- **Text block**

IJM Group

IJM reports 12.9% net profit growth in Q3 FY2025, construction to continue positive momentum

IJM reports 12.9% net profit growth in Q3 FY2025, construction to continue positive momentum

IJM releases Financial Results for Quarter Ended 31 December 2024

 

Key figures

(in RM’000)

Q3 FY2025

Q3 FY2024

Change

Revenue

1,539,827

1,475,382

4.4%

Profit before tax (PBT)

228,348

226,233

0.9%

Profit after tax & Minority Interest (PATMI)

113,335

100,429

12.9%

Basic earnings per share (sen)

3.23

2.86

12.9%

 

Key highlights:

  • Q3 FY2025 revenue increased by 4.4% to RM1.5 billion with profit before tax (PBT) rising 0.9% to RM228.3 million and PATMI increasing 12.9% to RM113.3 million
  • Positive revenue outlook supported by outstanding Construction order book of RM6.0 billion, comprising accelerated turnaround industrial building projects, unbilled Property sales of RM1.6 billion, and strong balance orders from the Industry division
  • Construction order book includes two recently secured contracts with a combined value of RM543.5 million – a logistics hub in Shah Alam (November 2024) and a data centre facility in Iskandar Puteri, Johor (February 2025)
  • Strong cash reserves and healthy net gearing ratio of 0.28 times provide resilience and capacity to undertake large scale projects

 

PETALING JAYA, 27 February 2025 – IJM Corporation Berhad (“IJM” or “The Group”) today released its financial results for the third quarter ended 31 December 2024 (Q3 FY2025).

 

Group Financial Performance

Group revenue for Q3 FY2025 increased 4.4% to RM1,539.8 million from RM1,475.4 million reported in the corresponding quarter last year.

 

The Group’s pre-tax profit increased by 0.9% to RM228.3 million in the quarter (Q3 FY2024: RM226.2 million) despite unrealised foreign exchange losses of RM3.5 million in Q3 FY2025 compared to gains of RM20.3 million recorded in Q3 FY2024. In addition, the Group also recognised a fair value loss of RM8.0 million on WCE Holdings Berhad (“WCEHB”) warrants in Q3 FY2025. Excluding the forex movements and fair value recognition on WCEHB warrants, the Group’s core PBT in 3Q FY2025 would have been 16.5% higher at RM239.8 million compared to RM205.9 million in 3Q FY2024.

- **Instruction 1**
Answer these from the IJM quarterly results release, one line each:
(a) What net gearing ratio does it report?
(b) Where is the data centre facility among the two recently secured contracts?
(c) How large a fair value loss was recognized on the WCEHB warrants in Q3 FY2025?
- **Instruction 2**
For each statement, say yes or no according to the IJM quarterly results release, and quote the words that settle it.
(a) Unbilled Property sales amount to RM2.6 billion.
(b) The results were announced in Petaling Jaya on 27 February 2025.
(c) Q3 FY2024 showed unrealized foreign exchange gains.

- **Source excerpt**
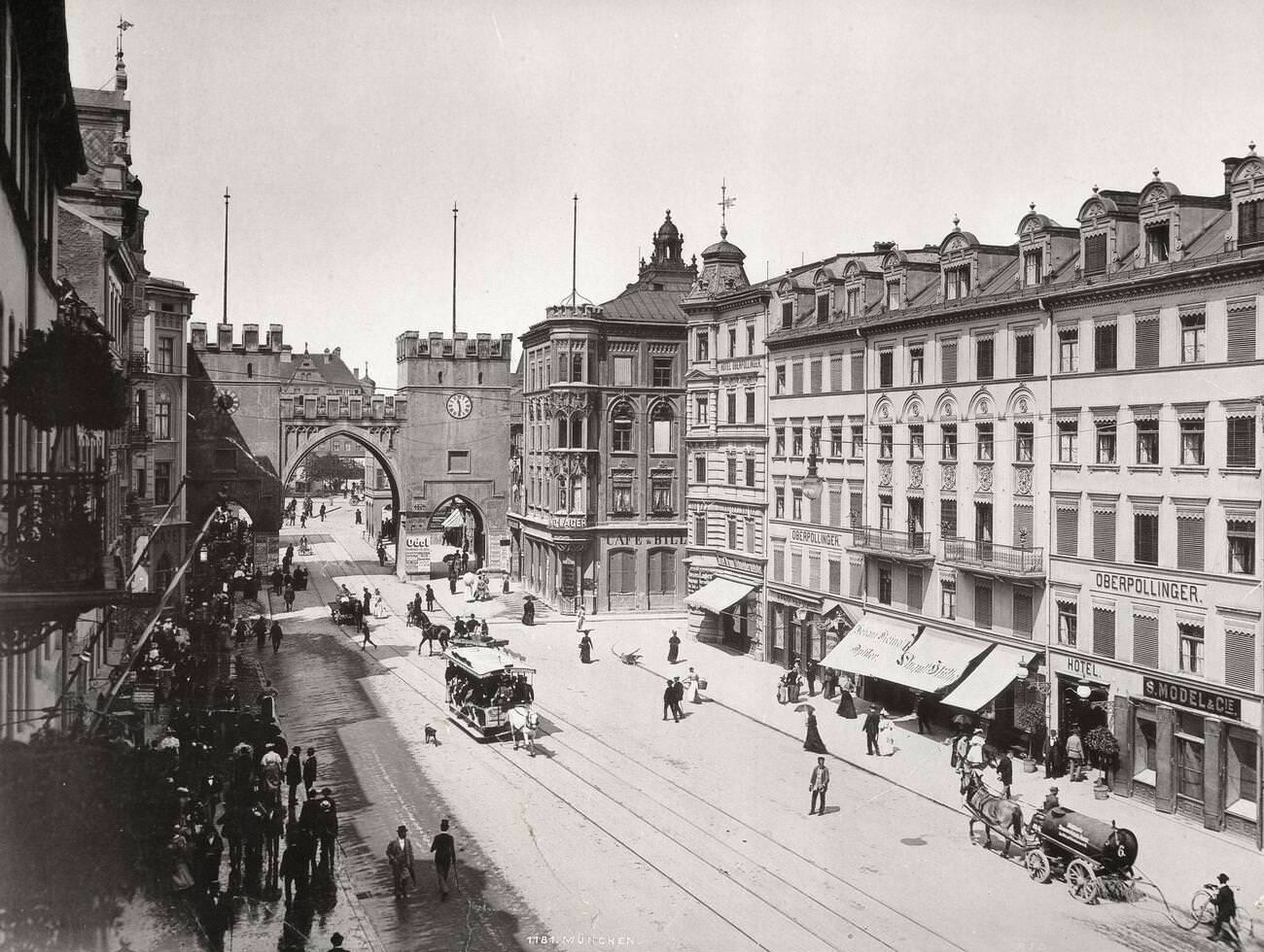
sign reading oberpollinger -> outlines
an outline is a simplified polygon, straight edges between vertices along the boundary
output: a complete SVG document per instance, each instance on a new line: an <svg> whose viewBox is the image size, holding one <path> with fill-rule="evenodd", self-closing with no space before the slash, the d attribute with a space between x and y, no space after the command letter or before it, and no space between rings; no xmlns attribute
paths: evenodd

- **Exercise response 1**
(a) 0.28 times
(b) Iskandar Puteri, Johor
(c) RM8.0 million

- **Exercise response 2**
(a) No: "unbilled Property sales of RM1.6 billion"
(b) Yes: "PETALING JAYA, 27 February 2025"
(c) Yes: "compared to gains of RM20.3 million recorded in Q3 FY2024"